═══ Page

Q&A with future ASB president Ali Kiley

Sarah Wagner May 18, 2015 1
Q&A with future ASB president Ali Kiley
Ali Kiley '16 delivers her campaign speech in the Dining Hall before students voted for the ASB. Kiley has been involved in student council since she was in seventh grade. Photographer: Syd Stone '16

Every year, Archer holds elections for ASB executive council and ASB president.  This year, elections took place on April 29. Rising senior Ali Kiley ’16 ran unopposed for ASB president and is extremely excited for next year.  The Oracle sat down with her to learn more.

What does it mean to you to be president of the student body?

AK: It’s something I’ve been working for since seventh grade when I started student council. Being president means being organized and clear minded but also open minded and being really up to any challenge and ready to make a difference and make changes that will benefit the student body and things the student body wants to change.  Also being president is so exciting for me; it’s really what I’ve wanted for a long time.

How did you feel when you found out you would be president?

AK: I did find out before other people because I was the only person running and Ms. Warner told me personally. It didn’t sink in for a while. It felt really good, it felt like I could do anything and I have the opportunity to do anything. Furthermore, it made me more motivated to start planning, organizing, and making changes right now, as well as mapping out what the summer will look like.

Speaking of next year, what will planning look like and what will that mean for you in the upcoming months?

AK: Well, Ms. Shirk and I—she’s taking over responsibilities for student council—have been planning to have meetings pretty often, at least once every couple of weeks during the summer.  We really want to have a full calendar done by the end of the summer so that we can start the year and just know exactly what’s coming and what needs to be done.

Right now—I haven’t told anyone this—I have been planning to go around to the sixth and seventh grade advisories and ask them what they want to see next year.  I know that a lot of the sixth and seventh graders have the most interesting, fun and exciting ideas and are willing to voice them. So I’m going to go around and say “what did you like,” “what did you not like,” and “what would you like to see next year,” and just start working from there.

══════

**Exercise instructions**
#1 Please repeat, word for word, the part of the interview that opens with the words containing "How did you feel" and closes with "the upcoming months?".
#2 Gather every line of the records that contains the string "target", copying each one unchanged.

═══ Material provided

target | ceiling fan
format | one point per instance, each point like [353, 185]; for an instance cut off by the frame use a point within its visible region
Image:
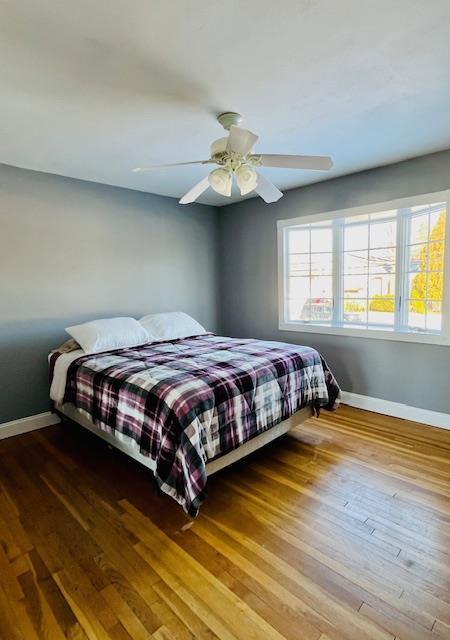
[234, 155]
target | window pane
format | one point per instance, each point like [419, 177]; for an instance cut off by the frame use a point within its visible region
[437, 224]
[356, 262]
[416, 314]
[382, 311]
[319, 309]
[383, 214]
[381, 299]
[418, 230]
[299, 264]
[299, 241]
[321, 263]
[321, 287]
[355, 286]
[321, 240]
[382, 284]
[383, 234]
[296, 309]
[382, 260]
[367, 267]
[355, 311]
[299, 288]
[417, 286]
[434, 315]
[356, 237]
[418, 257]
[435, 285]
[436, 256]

══════
═══ Material provided

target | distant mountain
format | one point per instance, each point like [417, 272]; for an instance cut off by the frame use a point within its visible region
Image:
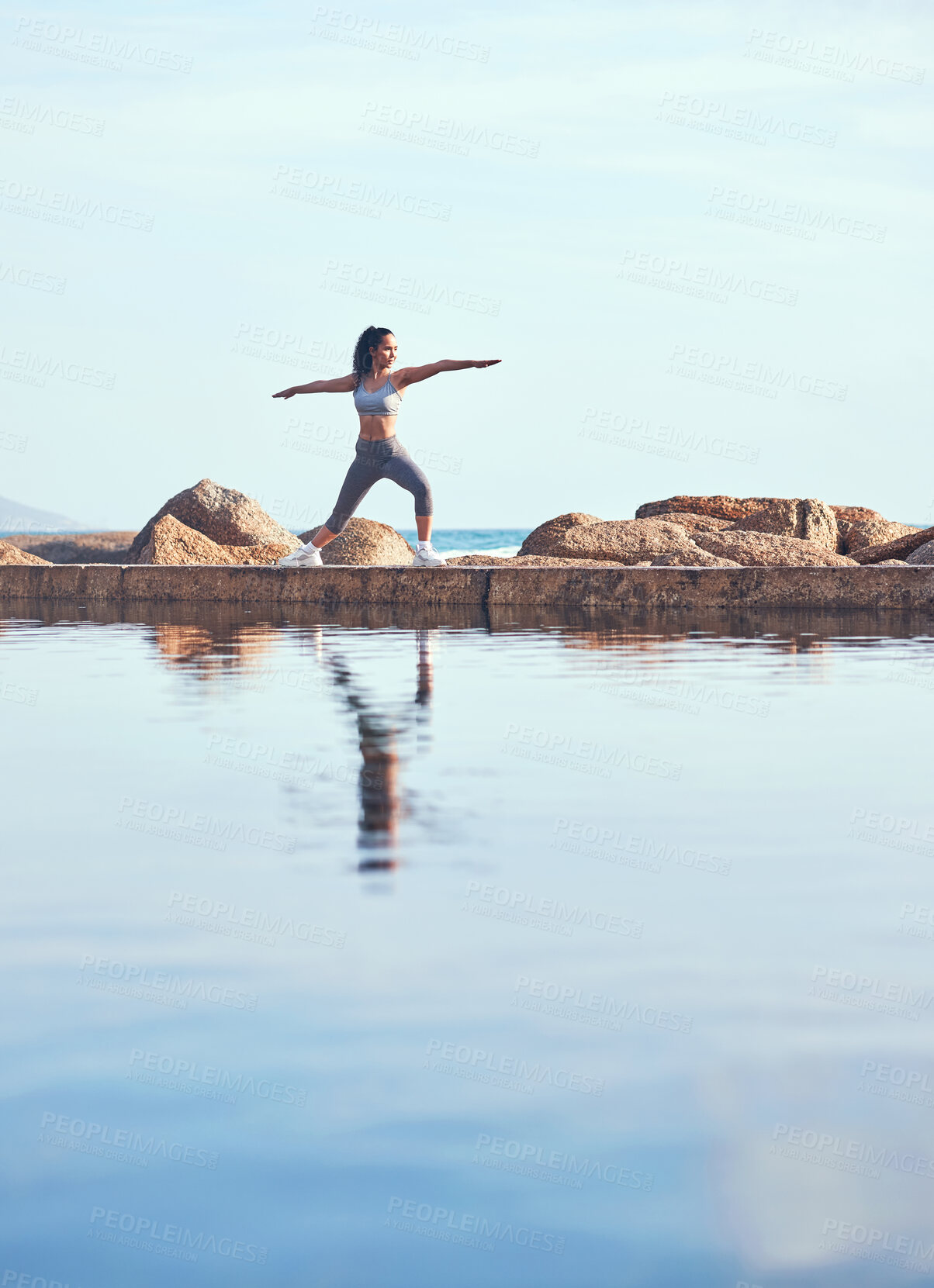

══════
═══ Material provided

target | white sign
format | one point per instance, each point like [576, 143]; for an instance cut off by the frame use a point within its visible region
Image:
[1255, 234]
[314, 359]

══════

**Per-task outputs**
#1
How did you feel when you found out you would be president?

AK: I did find out before other people because I was the only person running and Ms. Warner told me personally. It didn’t sink in for a while. It felt really good, it felt like I could do anything and I have the opportunity to do anything. Furthermore, it made me more motivated to start planning, organizing, and making changes right now, as well as mapping out what the summer will look like.

Speaking of next year, what will planning look like and what will that mean for you in the upcoming months?

#2
target | ceiling fan
target | window pane
target | distant mountain
target | white sign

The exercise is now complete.